▶ _WORK REQUIRED_: In the records below, rewrite the lines from the one with "Could you please outline every instance of the green" up to and including the one with "Please outline every instance of the green hanging plant.", swapping "hanging plant" for "climbing vine" and keeping everything else the same. Give only those lines, and leave out the pictures.
+===+
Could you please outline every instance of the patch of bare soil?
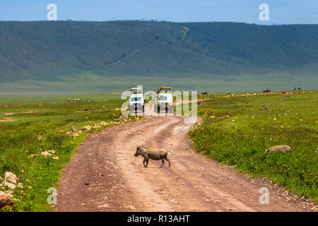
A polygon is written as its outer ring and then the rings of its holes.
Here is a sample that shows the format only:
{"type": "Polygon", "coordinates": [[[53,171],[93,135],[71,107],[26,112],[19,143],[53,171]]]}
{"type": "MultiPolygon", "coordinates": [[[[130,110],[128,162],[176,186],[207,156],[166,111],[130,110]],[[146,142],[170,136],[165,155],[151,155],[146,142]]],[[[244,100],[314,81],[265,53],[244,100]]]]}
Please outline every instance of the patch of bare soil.
{"type": "Polygon", "coordinates": [[[196,153],[184,117],[148,117],[90,134],[63,172],[54,211],[317,211],[261,178],[196,153]],[[134,157],[137,145],[165,148],[168,164],[134,157]],[[269,203],[261,204],[266,187],[269,203]]]}

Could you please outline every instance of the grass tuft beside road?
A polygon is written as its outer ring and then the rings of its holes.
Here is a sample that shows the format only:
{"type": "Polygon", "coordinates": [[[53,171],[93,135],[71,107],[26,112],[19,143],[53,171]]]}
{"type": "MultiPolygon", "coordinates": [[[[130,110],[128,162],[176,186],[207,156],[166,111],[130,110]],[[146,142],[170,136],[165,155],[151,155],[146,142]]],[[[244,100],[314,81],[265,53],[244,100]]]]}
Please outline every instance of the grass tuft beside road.
{"type": "Polygon", "coordinates": [[[317,103],[318,91],[216,96],[198,106],[189,137],[197,151],[318,202],[317,103]],[[277,145],[292,150],[265,153],[277,145]]]}

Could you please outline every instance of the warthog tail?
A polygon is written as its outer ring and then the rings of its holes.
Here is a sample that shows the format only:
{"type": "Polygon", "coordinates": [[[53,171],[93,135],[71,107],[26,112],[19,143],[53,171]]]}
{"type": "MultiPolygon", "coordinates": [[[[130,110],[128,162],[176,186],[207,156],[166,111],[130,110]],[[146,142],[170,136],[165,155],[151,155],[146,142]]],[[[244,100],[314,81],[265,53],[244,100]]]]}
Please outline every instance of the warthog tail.
{"type": "Polygon", "coordinates": [[[173,153],[171,151],[167,150],[167,151],[170,152],[173,155],[173,153]]]}

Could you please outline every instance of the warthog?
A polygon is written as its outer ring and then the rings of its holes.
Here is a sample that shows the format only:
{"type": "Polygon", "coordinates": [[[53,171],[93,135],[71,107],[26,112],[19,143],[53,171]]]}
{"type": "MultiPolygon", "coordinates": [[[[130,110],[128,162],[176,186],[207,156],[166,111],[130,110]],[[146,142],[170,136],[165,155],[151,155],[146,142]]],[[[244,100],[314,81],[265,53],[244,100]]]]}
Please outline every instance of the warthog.
{"type": "Polygon", "coordinates": [[[288,145],[276,145],[269,148],[269,149],[265,150],[266,153],[277,153],[278,151],[281,151],[283,153],[287,153],[291,150],[291,148],[288,145]]]}
{"type": "Polygon", "coordinates": [[[149,159],[153,160],[160,160],[163,162],[163,165],[160,166],[162,167],[165,164],[165,160],[169,162],[169,167],[170,167],[170,161],[167,157],[167,153],[170,152],[172,155],[173,153],[169,150],[165,149],[160,150],[154,150],[148,148],[143,146],[137,146],[137,150],[136,150],[135,156],[137,157],[139,155],[141,155],[143,157],[143,164],[145,167],[148,167],[148,162],[149,162],[149,159]],[[145,164],[145,162],[146,164],[145,164]]]}

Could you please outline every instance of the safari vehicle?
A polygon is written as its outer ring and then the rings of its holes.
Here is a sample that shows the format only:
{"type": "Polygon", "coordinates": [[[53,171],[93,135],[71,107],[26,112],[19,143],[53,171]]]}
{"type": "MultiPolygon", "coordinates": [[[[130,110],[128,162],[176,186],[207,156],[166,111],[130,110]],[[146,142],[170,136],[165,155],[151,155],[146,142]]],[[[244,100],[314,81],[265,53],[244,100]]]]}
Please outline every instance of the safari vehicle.
{"type": "Polygon", "coordinates": [[[129,111],[137,112],[141,110],[145,112],[145,102],[142,88],[131,88],[131,94],[129,97],[129,111]]]}
{"type": "Polygon", "coordinates": [[[157,107],[158,113],[160,112],[160,109],[165,109],[166,112],[172,113],[173,100],[170,87],[159,88],[157,91],[157,98],[155,100],[155,106],[157,107]]]}

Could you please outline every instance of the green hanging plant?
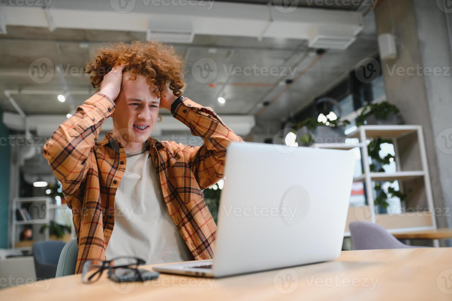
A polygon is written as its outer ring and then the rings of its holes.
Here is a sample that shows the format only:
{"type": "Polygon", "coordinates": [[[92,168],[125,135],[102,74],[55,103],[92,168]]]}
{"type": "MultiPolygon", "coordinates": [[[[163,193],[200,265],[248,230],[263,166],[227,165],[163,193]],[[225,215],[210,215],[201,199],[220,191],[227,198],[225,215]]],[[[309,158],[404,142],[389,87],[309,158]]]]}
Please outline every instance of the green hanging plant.
{"type": "Polygon", "coordinates": [[[49,228],[49,235],[55,235],[57,238],[62,238],[65,234],[71,233],[71,226],[59,224],[51,220],[48,225],[43,225],[39,229],[39,233],[42,234],[47,228],[49,228]]]}
{"type": "Polygon", "coordinates": [[[363,125],[364,121],[371,115],[375,115],[377,119],[386,120],[391,114],[399,114],[399,108],[387,101],[382,101],[377,104],[371,104],[365,105],[358,116],[356,121],[357,126],[363,125]]]}
{"type": "MultiPolygon", "coordinates": [[[[369,156],[372,158],[372,162],[369,166],[371,172],[381,172],[385,171],[383,168],[383,165],[389,164],[392,161],[395,159],[394,156],[391,154],[388,154],[384,158],[381,158],[380,156],[380,151],[381,149],[381,145],[383,143],[392,143],[392,141],[388,139],[381,139],[378,137],[375,140],[371,142],[367,145],[367,152],[369,156]],[[377,165],[374,162],[377,163],[379,167],[377,167],[377,165]]],[[[394,181],[390,181],[391,183],[394,183],[394,181]]],[[[379,205],[382,208],[387,208],[389,204],[387,202],[388,198],[388,195],[391,197],[397,197],[400,199],[400,201],[403,201],[406,199],[406,195],[402,193],[400,191],[397,190],[392,187],[389,187],[388,188],[388,193],[387,194],[383,188],[381,187],[381,182],[377,182],[375,183],[375,192],[377,197],[375,198],[375,203],[379,205]]]]}

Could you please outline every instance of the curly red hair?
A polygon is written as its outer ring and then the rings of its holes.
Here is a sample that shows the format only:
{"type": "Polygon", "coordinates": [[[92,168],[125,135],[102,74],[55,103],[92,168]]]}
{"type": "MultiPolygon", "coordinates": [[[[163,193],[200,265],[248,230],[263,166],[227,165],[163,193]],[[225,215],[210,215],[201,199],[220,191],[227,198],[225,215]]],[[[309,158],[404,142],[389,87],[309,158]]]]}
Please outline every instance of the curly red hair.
+===+
▶ _EXERCISE SOLUTION_:
Could you please outline every instance of the green climbing vine?
A polygon is written as its outer ring and then the rings of its holes.
Here is a sample that shows the format only:
{"type": "Polygon", "coordinates": [[[92,168],[125,135],[102,74],[55,103],[92,168]]]}
{"type": "MultiPolygon", "coordinates": [[[[163,193],[200,265],[248,230],[263,166],[227,165],[163,193]],[[225,215],[210,215],[201,199],[220,191],[227,198],[225,215]]],[[[309,158],[404,142],[389,87],[309,158]]]]}
Please outline every instance of the green climbing vine.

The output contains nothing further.